# PROBLEM DESCRIPTION
In the forum post on toe flexor strength training, what kind of straps did Goldmann and Tourillon use?

The keys to the Goldmann set up, also present in the Tourillon measurement method, are to have the toes working in a dorsiflexed position and very importantly, in my opinion, to have some sort of restraint across the top of the foot to resists lifting of the arch as the toes develop torque. Goldmann and Tourillon used inelastic straps.

So, if Tourillon and his colleagues had worked out the maximum force each athlete could develop in their measuring device, then had them hold isometric contractions at 90% of that effort, and followed a similar protocol to Goldmann et al, then they would presumably have gotten far greater toe flexor gains than they did, and with much less effort.

Any thoughts ?

Link to article with Tourillon et al measurement set up

Training the foot to improve performance in sprinting, jumping and change of direction - Sportsmithsportsmith.co

 

In a recent article (1) Romain Tourillon wrote the following,

"We misunderstand the energetic and biomechanical roles of the different foot muscles during locomotion. Looking at all the foot strengthening protocols, we are in the era of “it’s all about intrinsic foot muscles” when it comes to foot strength and foot stiffness, as if they regulate the entire function of the foot complex. They don’t. "

# DATA FOR REVIEW

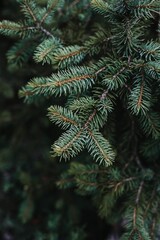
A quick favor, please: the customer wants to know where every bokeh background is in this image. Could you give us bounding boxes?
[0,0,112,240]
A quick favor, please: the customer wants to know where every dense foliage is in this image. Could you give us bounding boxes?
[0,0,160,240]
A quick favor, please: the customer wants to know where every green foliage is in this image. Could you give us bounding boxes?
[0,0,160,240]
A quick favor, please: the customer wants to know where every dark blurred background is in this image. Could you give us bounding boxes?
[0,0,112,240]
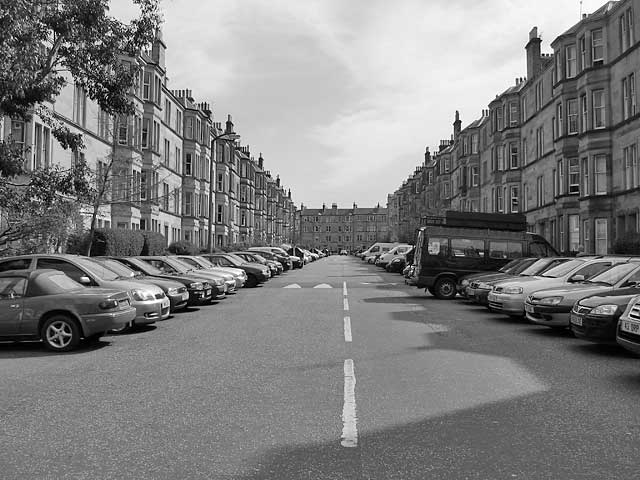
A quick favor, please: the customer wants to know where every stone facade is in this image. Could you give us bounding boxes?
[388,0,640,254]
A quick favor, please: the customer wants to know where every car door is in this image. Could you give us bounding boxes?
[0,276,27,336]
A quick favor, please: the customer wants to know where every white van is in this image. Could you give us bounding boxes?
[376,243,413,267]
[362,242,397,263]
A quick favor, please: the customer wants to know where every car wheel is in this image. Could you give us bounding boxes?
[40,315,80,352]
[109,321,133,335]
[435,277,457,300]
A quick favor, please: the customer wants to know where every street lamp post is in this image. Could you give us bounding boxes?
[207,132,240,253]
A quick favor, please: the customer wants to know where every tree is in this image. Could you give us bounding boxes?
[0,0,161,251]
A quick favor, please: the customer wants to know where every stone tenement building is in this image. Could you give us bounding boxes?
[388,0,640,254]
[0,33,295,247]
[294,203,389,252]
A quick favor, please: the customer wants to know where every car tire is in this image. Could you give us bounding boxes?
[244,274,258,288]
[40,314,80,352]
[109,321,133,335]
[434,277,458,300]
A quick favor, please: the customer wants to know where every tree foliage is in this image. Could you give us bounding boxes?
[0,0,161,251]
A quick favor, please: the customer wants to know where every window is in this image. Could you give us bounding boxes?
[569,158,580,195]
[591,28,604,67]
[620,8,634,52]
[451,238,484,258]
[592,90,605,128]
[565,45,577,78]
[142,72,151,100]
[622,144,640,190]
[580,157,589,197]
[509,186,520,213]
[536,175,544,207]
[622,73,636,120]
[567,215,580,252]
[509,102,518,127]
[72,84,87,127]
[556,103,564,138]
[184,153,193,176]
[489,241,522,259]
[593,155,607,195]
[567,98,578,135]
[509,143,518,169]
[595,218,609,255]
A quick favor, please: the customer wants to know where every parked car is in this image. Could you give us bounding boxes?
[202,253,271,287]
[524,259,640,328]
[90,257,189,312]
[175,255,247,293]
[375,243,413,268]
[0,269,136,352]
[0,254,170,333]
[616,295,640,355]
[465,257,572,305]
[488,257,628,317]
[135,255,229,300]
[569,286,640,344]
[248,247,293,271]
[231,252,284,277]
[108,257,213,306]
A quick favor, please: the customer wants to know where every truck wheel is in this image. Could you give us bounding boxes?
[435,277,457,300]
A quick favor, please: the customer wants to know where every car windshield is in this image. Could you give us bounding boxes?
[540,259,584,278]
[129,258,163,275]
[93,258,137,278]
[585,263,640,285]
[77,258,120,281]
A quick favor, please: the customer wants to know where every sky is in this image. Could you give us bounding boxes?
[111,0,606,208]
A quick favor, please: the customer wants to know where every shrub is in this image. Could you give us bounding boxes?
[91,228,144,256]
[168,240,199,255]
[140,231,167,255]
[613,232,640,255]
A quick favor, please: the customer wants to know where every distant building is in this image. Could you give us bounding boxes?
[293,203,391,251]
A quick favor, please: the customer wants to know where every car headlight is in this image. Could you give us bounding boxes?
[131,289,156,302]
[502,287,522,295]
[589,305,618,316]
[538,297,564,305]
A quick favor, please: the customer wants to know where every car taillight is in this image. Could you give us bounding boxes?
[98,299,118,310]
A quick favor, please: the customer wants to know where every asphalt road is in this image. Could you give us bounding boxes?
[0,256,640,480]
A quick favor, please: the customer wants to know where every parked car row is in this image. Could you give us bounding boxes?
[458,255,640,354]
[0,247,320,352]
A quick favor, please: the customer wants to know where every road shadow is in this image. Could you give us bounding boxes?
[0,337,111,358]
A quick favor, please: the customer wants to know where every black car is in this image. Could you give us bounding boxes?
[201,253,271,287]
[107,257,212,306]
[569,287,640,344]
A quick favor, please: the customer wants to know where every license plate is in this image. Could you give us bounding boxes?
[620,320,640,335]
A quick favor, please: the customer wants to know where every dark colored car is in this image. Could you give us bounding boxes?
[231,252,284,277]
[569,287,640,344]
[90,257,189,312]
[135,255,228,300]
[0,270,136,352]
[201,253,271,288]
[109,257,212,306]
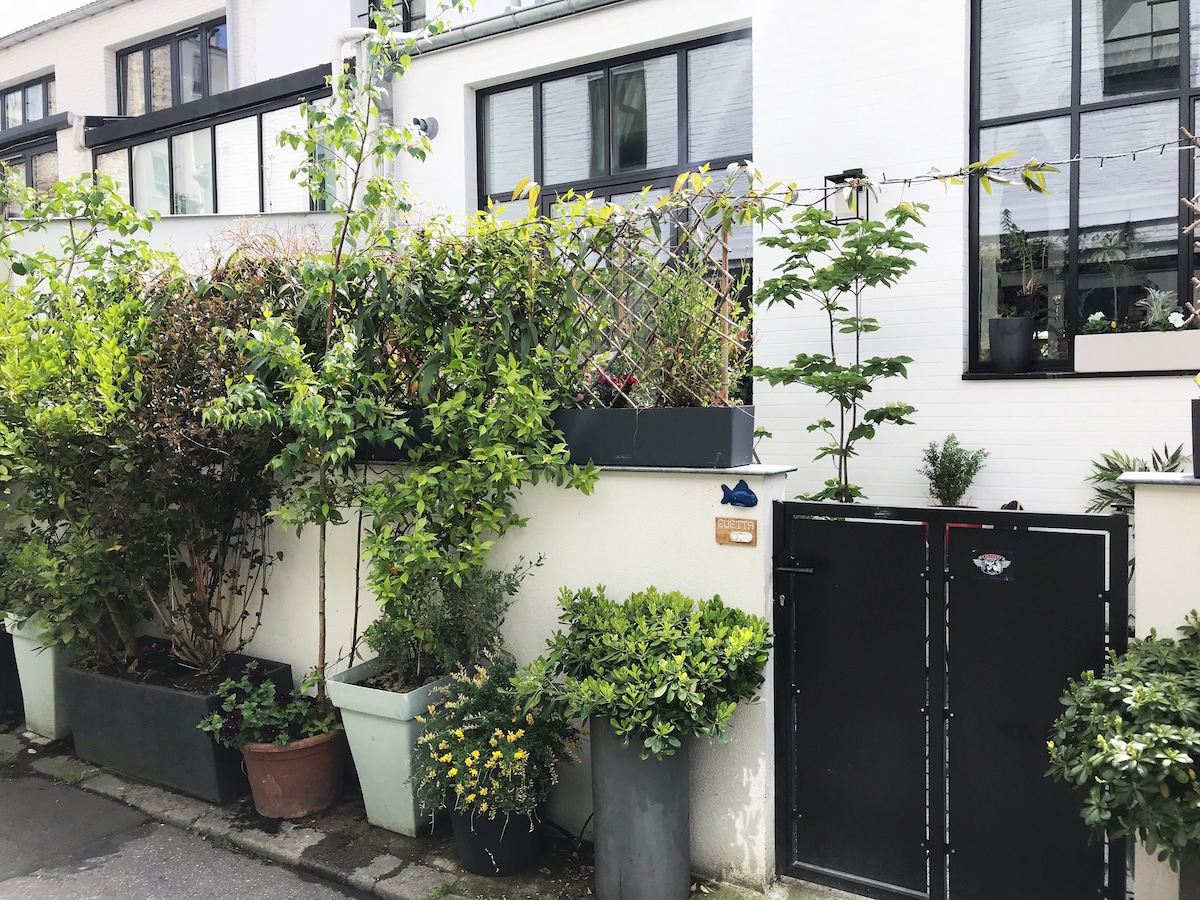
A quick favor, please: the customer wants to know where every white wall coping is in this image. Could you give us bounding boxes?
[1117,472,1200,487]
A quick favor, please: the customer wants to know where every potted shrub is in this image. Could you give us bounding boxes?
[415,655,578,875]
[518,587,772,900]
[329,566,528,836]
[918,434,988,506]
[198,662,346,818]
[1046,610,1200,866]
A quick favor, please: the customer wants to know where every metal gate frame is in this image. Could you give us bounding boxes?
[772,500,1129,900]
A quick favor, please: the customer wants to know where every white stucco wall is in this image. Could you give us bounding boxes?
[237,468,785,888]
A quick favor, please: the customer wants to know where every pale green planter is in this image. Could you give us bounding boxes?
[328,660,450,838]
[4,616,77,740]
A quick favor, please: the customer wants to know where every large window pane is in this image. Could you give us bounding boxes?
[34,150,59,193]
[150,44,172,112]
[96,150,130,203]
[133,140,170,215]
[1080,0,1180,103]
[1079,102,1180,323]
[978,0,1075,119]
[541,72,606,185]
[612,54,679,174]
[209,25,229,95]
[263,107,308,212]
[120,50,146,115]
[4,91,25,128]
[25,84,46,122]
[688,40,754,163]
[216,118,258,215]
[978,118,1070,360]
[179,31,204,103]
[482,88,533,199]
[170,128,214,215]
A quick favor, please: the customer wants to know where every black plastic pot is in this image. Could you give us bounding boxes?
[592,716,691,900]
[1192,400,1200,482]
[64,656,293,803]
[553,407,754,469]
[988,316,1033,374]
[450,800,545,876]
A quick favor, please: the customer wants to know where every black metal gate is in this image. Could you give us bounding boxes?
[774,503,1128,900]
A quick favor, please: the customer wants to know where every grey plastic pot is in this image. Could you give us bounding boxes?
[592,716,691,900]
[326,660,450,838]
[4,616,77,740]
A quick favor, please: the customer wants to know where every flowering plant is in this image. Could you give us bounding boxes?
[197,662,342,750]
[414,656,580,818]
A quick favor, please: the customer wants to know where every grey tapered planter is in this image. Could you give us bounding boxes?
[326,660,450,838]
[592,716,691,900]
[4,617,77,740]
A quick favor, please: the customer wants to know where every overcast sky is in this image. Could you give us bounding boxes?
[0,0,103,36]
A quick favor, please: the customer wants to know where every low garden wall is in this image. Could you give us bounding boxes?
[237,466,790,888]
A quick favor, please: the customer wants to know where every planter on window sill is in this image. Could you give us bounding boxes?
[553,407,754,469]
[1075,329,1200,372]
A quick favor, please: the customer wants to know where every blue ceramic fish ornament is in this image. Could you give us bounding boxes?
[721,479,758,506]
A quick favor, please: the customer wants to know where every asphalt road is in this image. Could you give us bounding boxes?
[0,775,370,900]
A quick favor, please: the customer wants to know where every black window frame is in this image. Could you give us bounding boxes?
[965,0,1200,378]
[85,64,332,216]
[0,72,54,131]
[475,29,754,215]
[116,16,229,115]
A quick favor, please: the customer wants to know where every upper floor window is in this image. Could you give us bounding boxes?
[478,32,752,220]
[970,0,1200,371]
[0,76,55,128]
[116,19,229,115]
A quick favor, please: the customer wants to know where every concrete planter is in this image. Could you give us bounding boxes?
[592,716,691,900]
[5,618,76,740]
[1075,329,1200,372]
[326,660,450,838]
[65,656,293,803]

# ANSWER TO THE PROBLEM
Inelastic straps.